* _Exercise_:
Retype every line of the records exactly.

Listed records: Begin

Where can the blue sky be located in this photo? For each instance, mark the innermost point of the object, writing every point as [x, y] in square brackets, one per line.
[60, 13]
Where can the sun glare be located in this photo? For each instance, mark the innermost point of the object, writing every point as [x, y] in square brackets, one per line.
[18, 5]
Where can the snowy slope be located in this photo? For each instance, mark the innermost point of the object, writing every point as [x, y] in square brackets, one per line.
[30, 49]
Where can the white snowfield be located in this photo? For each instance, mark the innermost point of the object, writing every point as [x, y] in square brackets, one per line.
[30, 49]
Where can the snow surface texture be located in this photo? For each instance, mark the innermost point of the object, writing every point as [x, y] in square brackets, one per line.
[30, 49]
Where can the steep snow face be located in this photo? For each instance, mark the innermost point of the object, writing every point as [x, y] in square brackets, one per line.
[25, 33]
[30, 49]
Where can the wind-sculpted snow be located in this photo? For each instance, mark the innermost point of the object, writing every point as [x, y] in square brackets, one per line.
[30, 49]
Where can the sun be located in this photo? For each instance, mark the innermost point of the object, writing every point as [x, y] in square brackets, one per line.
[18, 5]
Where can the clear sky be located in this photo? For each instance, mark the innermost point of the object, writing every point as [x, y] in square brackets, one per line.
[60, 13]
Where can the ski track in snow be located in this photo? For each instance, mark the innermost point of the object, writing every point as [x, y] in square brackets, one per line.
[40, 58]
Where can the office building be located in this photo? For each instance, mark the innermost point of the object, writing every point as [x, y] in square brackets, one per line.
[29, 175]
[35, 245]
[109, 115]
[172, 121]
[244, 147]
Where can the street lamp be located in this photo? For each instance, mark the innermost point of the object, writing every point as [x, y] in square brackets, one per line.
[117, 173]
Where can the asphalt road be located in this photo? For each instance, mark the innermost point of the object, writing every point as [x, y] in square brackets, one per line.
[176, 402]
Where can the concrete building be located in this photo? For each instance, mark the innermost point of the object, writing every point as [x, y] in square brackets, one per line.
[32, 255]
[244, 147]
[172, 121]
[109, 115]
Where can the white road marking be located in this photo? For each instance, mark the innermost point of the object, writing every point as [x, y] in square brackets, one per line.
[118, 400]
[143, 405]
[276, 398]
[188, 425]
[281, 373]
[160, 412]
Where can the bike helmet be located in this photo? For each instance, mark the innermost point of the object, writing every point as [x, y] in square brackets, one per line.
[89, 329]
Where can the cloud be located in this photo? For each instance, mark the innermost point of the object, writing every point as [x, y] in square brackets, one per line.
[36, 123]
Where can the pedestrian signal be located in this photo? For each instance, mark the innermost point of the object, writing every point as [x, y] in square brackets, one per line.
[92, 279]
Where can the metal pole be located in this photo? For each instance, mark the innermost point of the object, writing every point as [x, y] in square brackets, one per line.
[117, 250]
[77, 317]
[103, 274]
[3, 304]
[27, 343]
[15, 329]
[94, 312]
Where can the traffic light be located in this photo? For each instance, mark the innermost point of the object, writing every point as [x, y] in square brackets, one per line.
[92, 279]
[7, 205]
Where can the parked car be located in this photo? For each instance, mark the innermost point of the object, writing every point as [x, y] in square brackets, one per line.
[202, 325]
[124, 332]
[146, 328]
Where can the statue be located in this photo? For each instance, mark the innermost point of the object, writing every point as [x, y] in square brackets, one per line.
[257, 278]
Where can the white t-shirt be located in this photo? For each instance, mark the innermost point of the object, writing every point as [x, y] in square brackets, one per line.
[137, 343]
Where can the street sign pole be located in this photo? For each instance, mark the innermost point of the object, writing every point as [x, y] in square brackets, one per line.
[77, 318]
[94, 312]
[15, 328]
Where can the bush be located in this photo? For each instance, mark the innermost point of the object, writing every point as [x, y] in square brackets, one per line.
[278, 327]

Listed records: End

* _Result of the task_:
Where can the blue sky be located in this photo? For each instance, mark the innermost point of the object, writing every point as [x, y] in square brackets, one per line.
[60, 13]
Where can the sun glare be located in this photo? For each instance, mark the innermost point of the object, writing every point as [x, y] in square brackets, one per line.
[18, 5]
Where can the snowy slope be located in this photo? For each instance, mark the innermost point of the object, writing every point as [x, y] in square brackets, one per line.
[30, 49]
Where can the white snowfield be located in this photo? For each instance, mark the innermost point of the object, writing every point as [x, y] in square brackets, one per line.
[30, 49]
Where can the snow surface texture be located in this photo? For each instance, mark the innermost point of the object, writing every point as [x, y] in square brackets, one per line.
[30, 49]
Where can the steep snow face be located in this photo? For each instance, mark the innermost point of the object, writing every point as [x, y] in square brackets, one per line.
[25, 33]
[30, 49]
Where can the wind-sculpted snow be located in this photo? For each instance, mark the innermost point of the object, writing every point as [x, y] in square brackets, one per line.
[30, 49]
Where can the sun be located in this photo? For each instance, mark the innermost point of the object, writing every point as [x, y] in square brackets, one per line.
[18, 5]
Where can the clear sky be located in this photo? For each instance, mark the innermost point of the object, writing every point as [x, y] in square brackets, one per line.
[60, 13]
Where can the ski track in snow be located in this photo? For each instance, mark the innermost point of the object, writing every point as [x, y] in square brackets, one per line.
[40, 58]
Where can the office building be located in this photo? For each instance, mark the innermost point of the object, writing every point as [x, y] in square brackets, one per line.
[29, 175]
[35, 245]
[109, 115]
[172, 121]
[244, 147]
Where can the street lamp be located in this photo? For each instance, mark the innermost point of the object, writing every point as [x, y] in square brackets, one per line.
[117, 173]
Where can the asphalt road be located in this photo? For each instance, mark the innermost point of the object, writing every point as [x, y] in square brackets, one per line.
[176, 402]
Where can the concrete building be located in this photo? For each instance, mark the innermost point of the object, writing every point as [x, y] in square brackets, one per line.
[32, 255]
[244, 147]
[172, 121]
[109, 115]
Where can the white road marking be located in this photo? For each instance, mark the innermost point of the object, writing every point as [x, y] in square brackets, one per line.
[118, 400]
[143, 405]
[276, 398]
[188, 425]
[281, 373]
[160, 412]
Where can the bike helmet be located in this photo? For each instance, mark the innermost point of the object, writing every point as [x, y] in square brackets, one per line.
[89, 329]
Where can the cloud be located in this photo? For each instance, mark the innermost point of the object, writing every point as [x, y] in square brackets, one per line.
[36, 123]
Where can the pedestrian signal be located in this photo? For each instance, mark the innermost point of the object, writing every point as [x, y] in square brackets, one per line.
[92, 279]
Where can the metal pole be located in this photo? For each instance, mark the innermost point of the object, writing every point as [x, y] in square brackets, one per line.
[117, 250]
[77, 317]
[103, 274]
[3, 304]
[27, 343]
[15, 329]
[94, 312]
Where can the traffic light be located in this photo? For each instance, mark the innermost point of the object, writing every point as [x, y] in square brackets, one per line.
[92, 279]
[7, 205]
Where can the parked car be located in this photo? For each instance, mark the innermost point of the object, writing every point as [x, y] in square brackets, one per line.
[202, 325]
[124, 332]
[146, 328]
Where can the statue be located in this photo? For each instance, mark the innermost point of the object, writing every point as [x, y] in square brackets, one per line.
[257, 278]
Where can the white t-shirt be located in this photo? For each instance, mark the innermost point of the object, writing every point as [x, y] in square brackets, one per line.
[137, 343]
Where can the street sign pole be located in this photo? For each instance, mark the innermost point of the object, writing every point as [x, y] in square brackets, one per line.
[77, 318]
[94, 312]
[15, 328]
Where can the bush be located in this photo? For each instance, mark the innermost point of the object, writing every point as [x, y] in square brackets, one per line.
[278, 327]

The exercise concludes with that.